◆ **Description of the task**: In the Piedmont hunting thread, how far from Piedmont is the club where Forshaw3 has been seeing buck sign?

◆ **Source excerpt**:
◇ ◇ ◇ ◇
# Who is ready for piedmont



## Forshaw3 (Oct 23, 2017)

Looks like it's going to be good weather for piedmont this year. A lot better than the past few. Been seeing a lot a buck sign at are club about 5 miles from piedmont so hopefully it's going to be a good next 2 weeks.


----------



## JohnnyT (Oct 23, 2017)

*PW hunt for me*

Looking forward to it


----------



## Chestnut (Oct 23, 2017)

*piedmont hunt*

me and two friend hunting the first rifle   nov 2 3 4 
 don't know the land very well hope  to ride and scout the day before   ,    we camp on private land  across zone 1   
 off hwy 11  just walk across the hwy and  in the woods i 
 guess //??
 any info would be helpful  
thanks  steve  chestnut   , pm s  also


----------



## Judge (Oct 24, 2017)

I will be there.  Not done real good there.  Hopefully this will be the year to change my luck there.


----------



## Forshaw3 (Oct 24, 2017)
◇ ◇ ◇ ◇
◆ **Raw data**:

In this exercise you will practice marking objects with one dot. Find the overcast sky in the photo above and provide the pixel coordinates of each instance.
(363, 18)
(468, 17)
◇ ◇ ◇ ◇
◆ **Finished answer**: About 5 miles